What to work on |
(a) Which costs does the article on healthcare workplace safety say hospitals and facilities bear when a staff member is injured on the job?
(b) Carry the article on healthcare workplace safety forward from its final sentence.

With an increasing incidence of violence/threats to staff safety in the healthcare industry, a lot of facilities are looking into implementing increased protection measures. A recent example that drew attention is that of the Cox Medical Center in Missouri, where the incidence of violence against healthcare staff tripled in the last year. Total assaults rose from 40 to 123 and total injuries rose from 17 to a whopping 78 according to hospital data. Cox Medical Center decided to curb this issue by installing panic button solutions to protect their staff from this increased threat of violence.
We previously wrote about common threats and safety hazards in the healthcare industry and safety tips for healthcare facilities. In this blog post, we want to examine what a culture of safety might look like in the healthcare vertical, as advised by the Occupational Safety and Health Administration (OSHA) and other prominent organizations.
Establishing a Culture of Safety: A Brief Overview
According to the Bureau of Labor Statistics, the rate of injury and illness that result in days taken off is higher in the healthcare sector than in construction and manufacturing, two sectors that are commonly considered to be more hazardous work environments than most.
When a staff member is injured on the job, hospitals and facilities are the ones to bear the cost. They may include lost wages, medical costs, temporary staffing, overtime pay, turnover costs and decreased morale and productivity in the workplace.

Entries supplied |
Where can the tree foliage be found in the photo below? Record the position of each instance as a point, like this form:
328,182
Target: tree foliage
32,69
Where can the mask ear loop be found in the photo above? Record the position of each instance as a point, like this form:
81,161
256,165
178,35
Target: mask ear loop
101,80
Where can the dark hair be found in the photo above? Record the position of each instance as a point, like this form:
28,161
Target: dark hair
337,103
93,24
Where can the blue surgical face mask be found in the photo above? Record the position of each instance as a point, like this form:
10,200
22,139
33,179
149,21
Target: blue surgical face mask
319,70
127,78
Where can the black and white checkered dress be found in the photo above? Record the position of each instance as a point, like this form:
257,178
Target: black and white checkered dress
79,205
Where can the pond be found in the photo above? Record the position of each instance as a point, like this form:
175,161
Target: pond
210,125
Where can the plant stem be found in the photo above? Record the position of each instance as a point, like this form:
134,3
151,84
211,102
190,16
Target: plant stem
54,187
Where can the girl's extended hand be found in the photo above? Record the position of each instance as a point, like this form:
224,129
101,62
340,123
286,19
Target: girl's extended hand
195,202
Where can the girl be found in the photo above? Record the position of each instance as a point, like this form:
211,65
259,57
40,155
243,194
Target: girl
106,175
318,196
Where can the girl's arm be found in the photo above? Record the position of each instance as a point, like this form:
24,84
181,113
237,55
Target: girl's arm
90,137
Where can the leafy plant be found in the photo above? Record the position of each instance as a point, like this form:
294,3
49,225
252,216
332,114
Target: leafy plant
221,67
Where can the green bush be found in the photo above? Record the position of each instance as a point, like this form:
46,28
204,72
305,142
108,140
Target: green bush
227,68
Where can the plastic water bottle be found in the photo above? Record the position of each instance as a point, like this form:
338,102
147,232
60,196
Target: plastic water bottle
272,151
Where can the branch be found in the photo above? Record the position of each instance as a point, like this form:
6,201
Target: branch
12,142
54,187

Answers by item |
(a)
- Lost wages
- Medical costs
- Temporary staffing
- Overtime pay
- Turnover costs
- Decreased morale and productivity in the workplace

(b)
We detail the financial repercussions of this in our staff safety ROI calculator which you can use to gauge what your expenses might add up to. Further, threats to staff safety inevitably affect how patient care is delivered at facilities, potentially leading to further liability risks if mistakes occur.
OSHA Recommends: Staff Safety and Health Management Systems
A proactive and comprehensive staff safety and health management system can go a long way in improving working conditions in healthcare facilities.
You can find a comprehensive step-by-step guide created by OSHA here that details how businesses can prevent injuries, improve compliance, reduce costs associated with staff injuries, enhance their social responsibility goals and increase overall staff productivity.
Safe Patient Handling
Patient interactions can be a major factor in influencing staff safety and injury/illness rates. In 2013, it was found that 34% hospital staff injuries nationwide resulted from patient interactions. OSHA has built several tools to assess and implement safe patient handling mechanisms such as this one that outlines effective systems as well as costs associated with them.
Preventing Workplace Violence in Healthcare
There are many factors that contribute to the risk that healthcare staff experience in the workplace, such as working with people who might have a history of violence, may be under the influence, have a mental illness, or experiencing a temporary altered state as they recover from a serious injury.
Between 2002 to 2013, research showed that the rate of serious workplace violence that resulted in days off for injured workers to recover was four times greater on average in the healthcare industry than any private industry.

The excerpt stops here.